Written exercise
Copy the special relativity book review starting at "In sum, this" and ending at "text for self-study.", but swap "splendid" for "superb".

Extract
This book requires only a working knowledge of linear algebra and multivariate calculus, and a basic understanding of classical mechanics and electromagnetism.

The author begins by providing a simple but general mathematical exposition of relative motion in classical mechanics. The next two chapters review Maxwell's equations and what they imply for the propagation of light. Having set the stage in this way, the axioms of Einstein's theory are introduced and their implications worked out mathematically, leading the reader to a clear understanding of Minkowski four-dimensional space time and the Lorentz transformation. The exposition is accompanied by a number of classic brainteasers in special relativity.

The weak spot (and hence only four stars) is the treatment of the mass-energy equivalence, which does not include a rigorous derivation of Einstein's famous formula E=mc^2, even though such a derivation is no more demanding mathematically or conceptually than the other issues discussed in the book.

In sum, this book should appeal to any mathematically literate non-physicist who wants more than just a superficial introduction of Einstein's special relativity.

This is a splendid and very carefully prepared book. It gives very clear and concise explanations of the physical content of the special theory of relativity, and it puts those explanations together directly with the simplest correct mathematical descriptions. It makes the subject as simple as possible---but not simpler. The explanation is clear, and the problems are particularly well chosen and insightful. It is a way to establish a true and complete understanding of the subject as quickly as is reasonably possible. In my opinion, it is the best available introduction and the only book that is really "best choice" for a first course in the subject or as the primary text for self-study.

Information provided
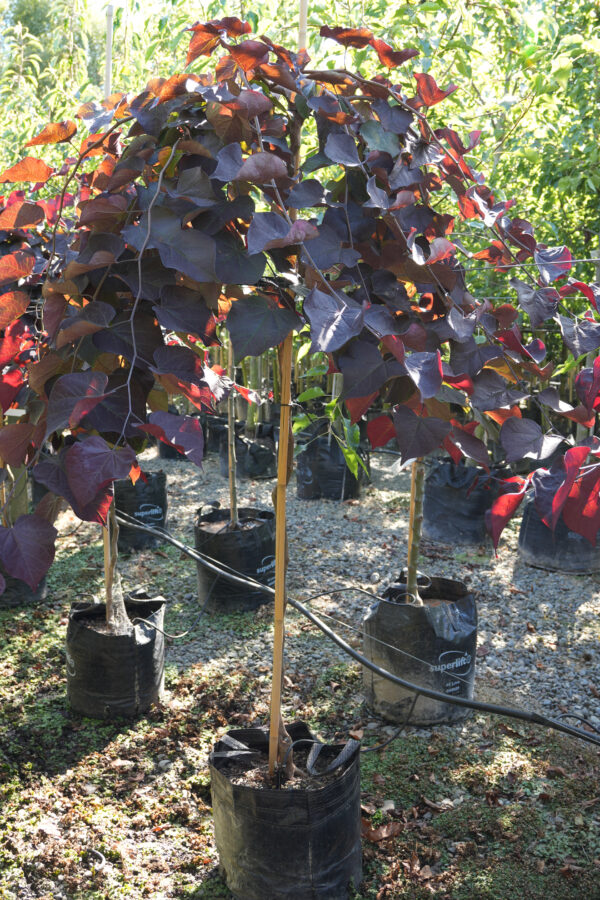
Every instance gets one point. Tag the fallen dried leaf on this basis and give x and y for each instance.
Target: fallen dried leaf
(390, 829)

Result below
In sum, this book should appeal to any mathematically literate non-physicist who wants more than just a superficial introduction of Einstein's special relativity.

This is a superb and very carefully prepared book. It gives very clear and concise explanations of the physical content of the special theory of relativity, and it puts those explanations together directly with the simplest correct mathematical descriptions. It makes the subject as simple as possible---but not simpler. The explanation is clear, and the problems are particularly well chosen and insightful. It is a way to establish a true and complete understanding of the subject as quickly as is reasonably possible. In my opinion, it is the best available introduction and the only book that is really "best choice" for a first course in the subject or as the primary text for self-study.